**Extracted material**
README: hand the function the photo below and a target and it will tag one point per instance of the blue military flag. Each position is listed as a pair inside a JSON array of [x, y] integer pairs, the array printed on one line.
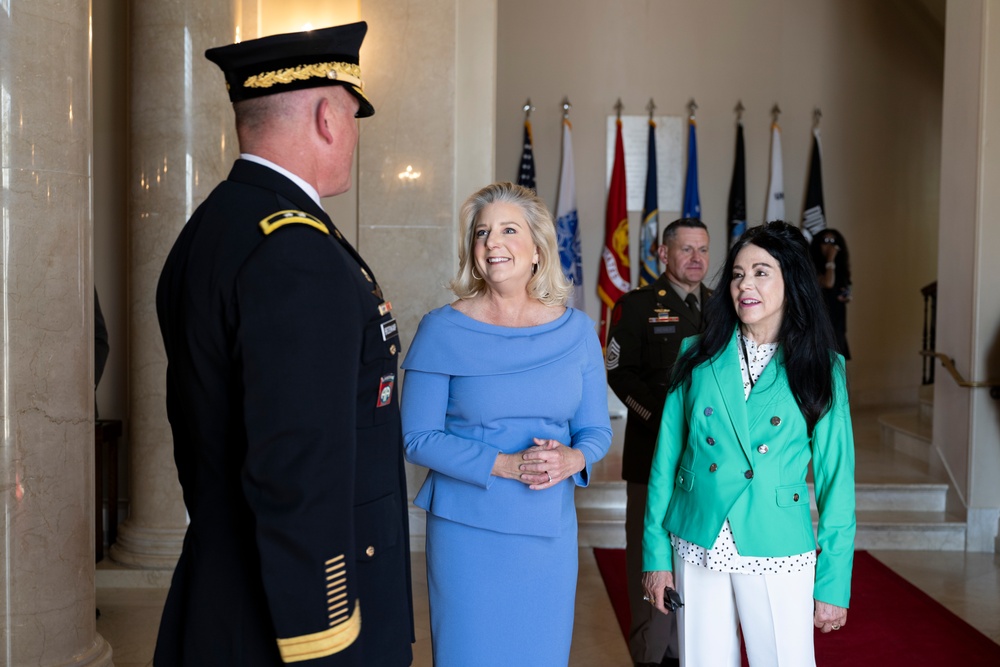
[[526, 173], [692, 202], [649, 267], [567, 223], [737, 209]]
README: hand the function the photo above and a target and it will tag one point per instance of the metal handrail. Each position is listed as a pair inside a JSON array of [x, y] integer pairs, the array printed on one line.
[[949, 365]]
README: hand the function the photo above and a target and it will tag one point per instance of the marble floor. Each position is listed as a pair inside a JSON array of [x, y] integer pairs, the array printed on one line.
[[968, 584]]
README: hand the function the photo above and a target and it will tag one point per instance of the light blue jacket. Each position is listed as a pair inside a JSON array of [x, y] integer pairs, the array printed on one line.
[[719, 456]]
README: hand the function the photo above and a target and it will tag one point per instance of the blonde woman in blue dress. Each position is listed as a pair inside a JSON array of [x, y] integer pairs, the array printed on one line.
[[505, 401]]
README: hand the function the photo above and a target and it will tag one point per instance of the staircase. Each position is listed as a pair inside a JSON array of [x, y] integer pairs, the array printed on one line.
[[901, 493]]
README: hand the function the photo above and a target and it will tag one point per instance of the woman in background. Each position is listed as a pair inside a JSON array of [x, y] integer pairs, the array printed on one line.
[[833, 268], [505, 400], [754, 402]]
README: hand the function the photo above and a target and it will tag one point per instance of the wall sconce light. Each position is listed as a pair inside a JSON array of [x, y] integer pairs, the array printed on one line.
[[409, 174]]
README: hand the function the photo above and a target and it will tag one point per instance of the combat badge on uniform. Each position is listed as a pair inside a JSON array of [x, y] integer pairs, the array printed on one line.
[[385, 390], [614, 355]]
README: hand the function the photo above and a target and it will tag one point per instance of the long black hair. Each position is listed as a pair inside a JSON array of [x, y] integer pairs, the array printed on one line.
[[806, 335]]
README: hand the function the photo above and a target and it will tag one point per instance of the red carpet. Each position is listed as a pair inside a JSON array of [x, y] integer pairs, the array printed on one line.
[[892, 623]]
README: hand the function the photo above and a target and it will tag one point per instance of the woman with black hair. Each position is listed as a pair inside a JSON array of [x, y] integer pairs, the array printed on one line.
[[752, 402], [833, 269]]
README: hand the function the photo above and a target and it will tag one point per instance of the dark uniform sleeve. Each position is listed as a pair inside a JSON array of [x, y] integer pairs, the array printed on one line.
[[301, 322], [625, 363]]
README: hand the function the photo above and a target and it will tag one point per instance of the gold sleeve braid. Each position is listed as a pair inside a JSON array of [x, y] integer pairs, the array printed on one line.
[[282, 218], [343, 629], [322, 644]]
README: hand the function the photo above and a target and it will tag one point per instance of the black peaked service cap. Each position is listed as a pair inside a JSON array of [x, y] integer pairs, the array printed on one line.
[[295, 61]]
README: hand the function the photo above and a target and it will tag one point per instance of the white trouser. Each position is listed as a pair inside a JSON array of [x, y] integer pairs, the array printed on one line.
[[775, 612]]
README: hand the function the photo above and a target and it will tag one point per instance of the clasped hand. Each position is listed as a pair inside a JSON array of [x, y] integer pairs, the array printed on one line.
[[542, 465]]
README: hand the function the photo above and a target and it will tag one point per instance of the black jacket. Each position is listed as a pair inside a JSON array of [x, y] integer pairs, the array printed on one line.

**Instructions for the task**
Set out every line of the listing above as a numbered list, skipping blank lines and leaving out the pictures.

**Solution to the problem**
1. README: hand the function the photo below and a target and it will tag one point per instance of the blue military flag. Each position is listed as a pair inside a JSON array of [x, y] integer pairs, the array printed on one line.
2. [[526, 173], [692, 202], [649, 267], [567, 223], [737, 209]]
3. README: hand the function the photo above and a target and it will tag one point per instance of the metal handrail. Each position is listed as a pair inside a JSON array of [x, y] integer pairs, the array printed on one line.
4. [[949, 365]]
5. README: hand the function the photo above and a target and it will tag one point per instance of the marble floor. Each position is listed as a pair inside a JSON array of [x, y] integer pairs, the array printed on one line.
6. [[968, 584]]
7. README: hand the function the photo above and a target and it will tag one point per instance of the light blue jacket. Each position is listed as a pair inside a JSON array of [x, y] integer pairs, the array printed on one line.
8. [[719, 456]]
9. README: hand the function the photo above and a target and it will tag one point per instance of the blonde woman in blue dress. Each position is listed as a pair inside a JSON array of [x, y] integer pairs, the array printed on one line.
10. [[505, 401]]
11. README: hand the function the photo above and a target and it will tag one point per instance of the staircase. Each position is listed as a pair inside a JSON array of [x, y] integer pairs, the array printed on one line.
12. [[901, 493]]
13. README: hand the function the photo above and a target and it will tag one point per instance of the woman in background. Each position is listed as a pair inside a JSON array of [x, y] integer pairs, the array printed on one line.
14. [[833, 268], [505, 400], [754, 402]]
15. README: hand the function the photo above and a target and it will tag one point per instance of the wall sconce light. Each position is listed as a pair inside a JSON array of [x, y] integer pairs, the array printed on one line.
16. [[409, 174]]
17. README: hand the function the photo above and a target and it will tag one point per instance of the combat badge on uniform. Each position is listed as a pair inside a JSON array of [x, y] integer pairs, the array printed on one line.
18. [[385, 390], [614, 355]]
19. README: hand the function the photo above and a target and it will tag one point per instance of the long black hair. Each position is listed as a pair inside a JSON array of [x, y] integer pairs, the array printed on one line.
20. [[806, 335]]
21. README: hand the function the photo above and a target and it will tag one point per instance of the red carpet. Each position is listed as a pair inside a JSON array of [x, y] integer pairs, the array printed on one line.
22. [[892, 623]]
23. README: hand the function the photo above and a target and it will tag one point per instance of the woman with black hair. Each position is listed as a pair inside a JSON array of [x, y] integer pairs, the array printed on one line.
24. [[752, 402], [833, 269]]
25. README: hand the function the photo above and a target and it will tag one point per instance of the dark uniform sleeve. Each position is listed as a pair inside a JSON array of [x, y] integer pairs, the array printed on one line.
26. [[301, 322], [625, 363]]
27. README: hand the function the photo above and a target and it will tag one point per instance of the gold sleeve braid. Each position is listed as a pair inside a JSON array of [x, y] integer pairs, the array printed on one line.
28. [[282, 218], [343, 629], [322, 644]]
29. README: hand the function the photo above and a target and it will tag one point per instance of the black peaked service cap. Each position is listed as a pair inside a JSON array of [x, y] integer pairs, the array printed on one line.
30. [[295, 61]]
31. README: hand the function the photo above and a target and it will tag one point per instance of the white trouser. Each position is listed as a pair inside a JSON array of [x, y] integer pairs, the array printed on one line.
32. [[775, 612]]
33. README: hand the function the photo above and a target and it will tag one point per instance of the clasped hand. Each position is listed as a pair inside a JSON array of [x, y] integer pairs, the array printed on one line.
34. [[542, 465]]
35. README: hand the function the photo above and a target and it will tag one point per instance of the black jacket. Each position is listed as a pair inside a JSON array of [x, y] integer pairs, the array printed on one line.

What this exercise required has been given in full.